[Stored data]

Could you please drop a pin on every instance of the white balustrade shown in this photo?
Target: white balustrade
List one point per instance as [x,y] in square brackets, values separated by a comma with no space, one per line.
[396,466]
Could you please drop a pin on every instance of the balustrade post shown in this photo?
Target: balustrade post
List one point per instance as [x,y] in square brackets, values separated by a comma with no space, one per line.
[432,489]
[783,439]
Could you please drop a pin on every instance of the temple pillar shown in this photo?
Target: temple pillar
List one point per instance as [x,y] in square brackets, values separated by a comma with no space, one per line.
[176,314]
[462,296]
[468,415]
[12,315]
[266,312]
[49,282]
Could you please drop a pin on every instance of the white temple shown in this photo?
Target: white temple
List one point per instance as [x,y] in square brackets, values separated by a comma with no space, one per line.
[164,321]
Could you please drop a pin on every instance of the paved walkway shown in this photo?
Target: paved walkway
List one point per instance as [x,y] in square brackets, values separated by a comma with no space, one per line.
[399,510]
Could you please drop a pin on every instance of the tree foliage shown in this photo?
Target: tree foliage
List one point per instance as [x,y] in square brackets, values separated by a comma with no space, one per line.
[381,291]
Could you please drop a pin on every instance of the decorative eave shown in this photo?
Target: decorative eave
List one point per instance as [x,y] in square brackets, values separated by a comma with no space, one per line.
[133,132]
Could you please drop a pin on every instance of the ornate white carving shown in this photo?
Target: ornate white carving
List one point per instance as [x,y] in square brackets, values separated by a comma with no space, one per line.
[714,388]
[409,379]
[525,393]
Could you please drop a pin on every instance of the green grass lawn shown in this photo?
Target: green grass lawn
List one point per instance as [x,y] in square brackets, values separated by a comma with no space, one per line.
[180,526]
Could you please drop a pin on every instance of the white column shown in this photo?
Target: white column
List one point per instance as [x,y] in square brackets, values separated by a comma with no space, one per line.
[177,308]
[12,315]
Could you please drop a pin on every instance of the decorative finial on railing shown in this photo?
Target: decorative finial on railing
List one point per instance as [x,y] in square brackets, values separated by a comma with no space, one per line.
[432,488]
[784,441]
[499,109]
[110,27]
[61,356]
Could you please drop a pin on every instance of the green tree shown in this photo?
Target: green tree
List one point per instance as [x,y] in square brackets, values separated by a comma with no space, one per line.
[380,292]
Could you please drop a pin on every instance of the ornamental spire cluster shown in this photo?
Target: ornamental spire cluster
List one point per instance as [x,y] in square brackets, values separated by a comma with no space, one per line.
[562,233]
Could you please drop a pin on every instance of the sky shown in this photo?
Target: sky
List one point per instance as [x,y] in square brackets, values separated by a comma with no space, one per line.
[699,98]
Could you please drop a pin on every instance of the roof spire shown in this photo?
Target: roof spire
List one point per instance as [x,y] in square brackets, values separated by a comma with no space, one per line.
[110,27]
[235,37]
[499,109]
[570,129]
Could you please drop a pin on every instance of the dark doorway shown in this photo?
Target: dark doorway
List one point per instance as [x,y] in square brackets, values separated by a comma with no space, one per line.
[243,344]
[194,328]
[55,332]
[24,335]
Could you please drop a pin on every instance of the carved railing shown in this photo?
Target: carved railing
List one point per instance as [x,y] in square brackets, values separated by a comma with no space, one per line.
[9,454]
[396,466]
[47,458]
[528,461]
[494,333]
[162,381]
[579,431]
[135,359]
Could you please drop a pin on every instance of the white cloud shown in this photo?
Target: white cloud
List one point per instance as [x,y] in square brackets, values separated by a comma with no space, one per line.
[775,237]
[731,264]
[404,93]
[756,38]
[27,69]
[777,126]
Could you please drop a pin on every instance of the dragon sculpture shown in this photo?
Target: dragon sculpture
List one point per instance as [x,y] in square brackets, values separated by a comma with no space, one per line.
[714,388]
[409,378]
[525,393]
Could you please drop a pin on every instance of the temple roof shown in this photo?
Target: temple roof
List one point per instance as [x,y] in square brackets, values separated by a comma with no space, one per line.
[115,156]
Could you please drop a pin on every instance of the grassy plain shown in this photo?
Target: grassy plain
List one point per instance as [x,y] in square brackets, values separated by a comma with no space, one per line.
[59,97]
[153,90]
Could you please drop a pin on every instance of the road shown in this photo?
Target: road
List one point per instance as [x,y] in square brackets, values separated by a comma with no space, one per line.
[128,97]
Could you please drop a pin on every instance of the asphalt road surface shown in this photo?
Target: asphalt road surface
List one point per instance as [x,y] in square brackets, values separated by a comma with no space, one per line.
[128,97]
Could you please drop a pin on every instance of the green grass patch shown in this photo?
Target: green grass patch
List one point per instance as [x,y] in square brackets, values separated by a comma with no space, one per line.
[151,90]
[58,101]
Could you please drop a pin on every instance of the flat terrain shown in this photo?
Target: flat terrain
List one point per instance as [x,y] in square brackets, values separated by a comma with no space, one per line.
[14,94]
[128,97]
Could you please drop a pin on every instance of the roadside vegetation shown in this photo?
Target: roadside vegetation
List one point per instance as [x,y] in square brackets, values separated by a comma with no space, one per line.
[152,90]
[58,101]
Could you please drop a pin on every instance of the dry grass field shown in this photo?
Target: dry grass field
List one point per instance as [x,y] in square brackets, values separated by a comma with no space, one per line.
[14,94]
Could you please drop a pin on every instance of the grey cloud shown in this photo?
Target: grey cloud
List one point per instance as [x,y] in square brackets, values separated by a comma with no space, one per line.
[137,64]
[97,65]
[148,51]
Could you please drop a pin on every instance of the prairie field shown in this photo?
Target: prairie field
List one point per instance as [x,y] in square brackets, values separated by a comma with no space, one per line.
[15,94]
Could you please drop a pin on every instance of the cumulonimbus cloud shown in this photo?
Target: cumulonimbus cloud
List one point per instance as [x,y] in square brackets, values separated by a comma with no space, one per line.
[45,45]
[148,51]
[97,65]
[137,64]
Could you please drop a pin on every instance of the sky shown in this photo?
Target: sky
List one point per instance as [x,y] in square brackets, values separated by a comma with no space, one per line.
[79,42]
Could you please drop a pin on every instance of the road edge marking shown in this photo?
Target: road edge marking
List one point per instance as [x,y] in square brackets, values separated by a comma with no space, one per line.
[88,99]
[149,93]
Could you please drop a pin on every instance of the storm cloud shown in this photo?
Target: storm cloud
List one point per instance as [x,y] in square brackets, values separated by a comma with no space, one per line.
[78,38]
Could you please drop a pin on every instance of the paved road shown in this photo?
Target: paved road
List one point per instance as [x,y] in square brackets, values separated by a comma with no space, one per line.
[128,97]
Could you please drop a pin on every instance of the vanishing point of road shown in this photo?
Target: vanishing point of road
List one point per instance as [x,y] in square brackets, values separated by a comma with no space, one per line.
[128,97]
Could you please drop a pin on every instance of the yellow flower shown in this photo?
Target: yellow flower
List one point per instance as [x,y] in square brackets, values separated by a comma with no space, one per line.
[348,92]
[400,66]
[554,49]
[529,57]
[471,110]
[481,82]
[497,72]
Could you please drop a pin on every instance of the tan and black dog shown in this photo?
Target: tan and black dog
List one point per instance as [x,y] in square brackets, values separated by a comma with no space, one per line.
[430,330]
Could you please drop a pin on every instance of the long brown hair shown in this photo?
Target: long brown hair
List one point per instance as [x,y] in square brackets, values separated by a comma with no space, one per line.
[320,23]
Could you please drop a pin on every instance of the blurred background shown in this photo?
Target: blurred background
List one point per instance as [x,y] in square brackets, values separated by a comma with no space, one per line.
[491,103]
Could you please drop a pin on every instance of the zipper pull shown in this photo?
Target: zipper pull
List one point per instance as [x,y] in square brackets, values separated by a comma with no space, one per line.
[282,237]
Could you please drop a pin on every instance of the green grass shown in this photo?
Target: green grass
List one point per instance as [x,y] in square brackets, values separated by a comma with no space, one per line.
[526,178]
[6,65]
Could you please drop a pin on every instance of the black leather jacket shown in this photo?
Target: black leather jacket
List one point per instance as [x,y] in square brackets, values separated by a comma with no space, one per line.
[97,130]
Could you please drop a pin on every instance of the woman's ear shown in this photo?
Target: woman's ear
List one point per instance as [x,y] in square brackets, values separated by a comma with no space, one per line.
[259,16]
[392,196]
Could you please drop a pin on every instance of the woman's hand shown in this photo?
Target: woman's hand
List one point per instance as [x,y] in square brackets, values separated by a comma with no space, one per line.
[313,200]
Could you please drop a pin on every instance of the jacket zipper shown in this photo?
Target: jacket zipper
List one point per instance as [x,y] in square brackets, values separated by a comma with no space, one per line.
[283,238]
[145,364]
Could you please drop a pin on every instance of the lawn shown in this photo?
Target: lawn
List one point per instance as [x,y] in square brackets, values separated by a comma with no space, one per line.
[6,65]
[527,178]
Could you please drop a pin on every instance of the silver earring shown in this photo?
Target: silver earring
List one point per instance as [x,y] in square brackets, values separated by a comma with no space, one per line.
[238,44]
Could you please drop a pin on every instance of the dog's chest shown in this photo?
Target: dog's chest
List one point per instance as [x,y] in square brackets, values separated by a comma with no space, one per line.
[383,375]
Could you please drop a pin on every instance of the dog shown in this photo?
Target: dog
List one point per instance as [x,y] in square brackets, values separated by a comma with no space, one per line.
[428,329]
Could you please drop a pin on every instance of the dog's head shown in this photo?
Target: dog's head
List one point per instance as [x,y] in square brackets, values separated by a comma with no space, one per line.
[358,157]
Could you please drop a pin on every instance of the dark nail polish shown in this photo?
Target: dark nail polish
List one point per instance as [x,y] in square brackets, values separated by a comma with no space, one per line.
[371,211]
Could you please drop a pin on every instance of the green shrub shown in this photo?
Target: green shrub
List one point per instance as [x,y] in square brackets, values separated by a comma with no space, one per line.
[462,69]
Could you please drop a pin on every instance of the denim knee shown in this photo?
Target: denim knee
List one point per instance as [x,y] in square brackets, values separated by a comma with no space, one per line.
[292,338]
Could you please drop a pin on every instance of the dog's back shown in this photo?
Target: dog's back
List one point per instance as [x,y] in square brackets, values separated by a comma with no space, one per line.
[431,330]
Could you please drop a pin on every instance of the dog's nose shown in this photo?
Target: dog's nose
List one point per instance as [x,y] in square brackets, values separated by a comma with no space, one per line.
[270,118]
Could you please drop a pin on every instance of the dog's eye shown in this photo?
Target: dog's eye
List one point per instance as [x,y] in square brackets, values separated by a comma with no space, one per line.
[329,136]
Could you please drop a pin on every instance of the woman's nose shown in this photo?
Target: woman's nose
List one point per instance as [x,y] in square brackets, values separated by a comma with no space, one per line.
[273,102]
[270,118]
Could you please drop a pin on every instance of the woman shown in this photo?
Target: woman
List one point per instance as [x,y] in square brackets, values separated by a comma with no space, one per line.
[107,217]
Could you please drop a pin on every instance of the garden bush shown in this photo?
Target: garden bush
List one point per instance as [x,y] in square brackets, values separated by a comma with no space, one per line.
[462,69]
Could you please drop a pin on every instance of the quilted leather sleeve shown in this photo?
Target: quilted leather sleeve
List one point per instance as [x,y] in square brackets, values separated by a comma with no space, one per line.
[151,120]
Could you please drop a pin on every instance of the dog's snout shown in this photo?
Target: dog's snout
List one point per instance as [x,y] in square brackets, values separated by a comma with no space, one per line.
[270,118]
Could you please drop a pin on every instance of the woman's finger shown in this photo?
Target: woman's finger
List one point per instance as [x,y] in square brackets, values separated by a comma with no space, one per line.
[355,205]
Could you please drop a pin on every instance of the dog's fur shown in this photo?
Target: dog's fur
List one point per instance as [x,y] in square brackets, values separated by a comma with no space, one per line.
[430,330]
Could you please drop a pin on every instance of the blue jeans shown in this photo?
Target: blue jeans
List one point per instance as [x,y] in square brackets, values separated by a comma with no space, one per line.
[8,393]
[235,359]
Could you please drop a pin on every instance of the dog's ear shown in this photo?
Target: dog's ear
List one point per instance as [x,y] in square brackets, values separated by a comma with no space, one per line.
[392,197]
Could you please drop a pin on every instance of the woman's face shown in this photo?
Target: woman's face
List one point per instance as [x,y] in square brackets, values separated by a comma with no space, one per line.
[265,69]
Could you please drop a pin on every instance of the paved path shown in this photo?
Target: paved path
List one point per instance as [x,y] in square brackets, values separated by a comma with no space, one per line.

== Exercise prompt ==
All lines from the one containing "woman's face shown in this photo?" through the end of the data, and no others, are to be given again word for word.

== Response to this exercise ==
Could you please drop a pin on every instance of the woman's face shown in this photo?
Target: woman's face
List one point per instance as [x,y] in square brackets, values separated by a comma with no space, one per line.
[265,69]
Could you please drop a pin on every instance of the paved path shown in this photo?
Target: paved path
List one point per instance as [x,y] in square brackets, values separated by a comma with no space, one per line.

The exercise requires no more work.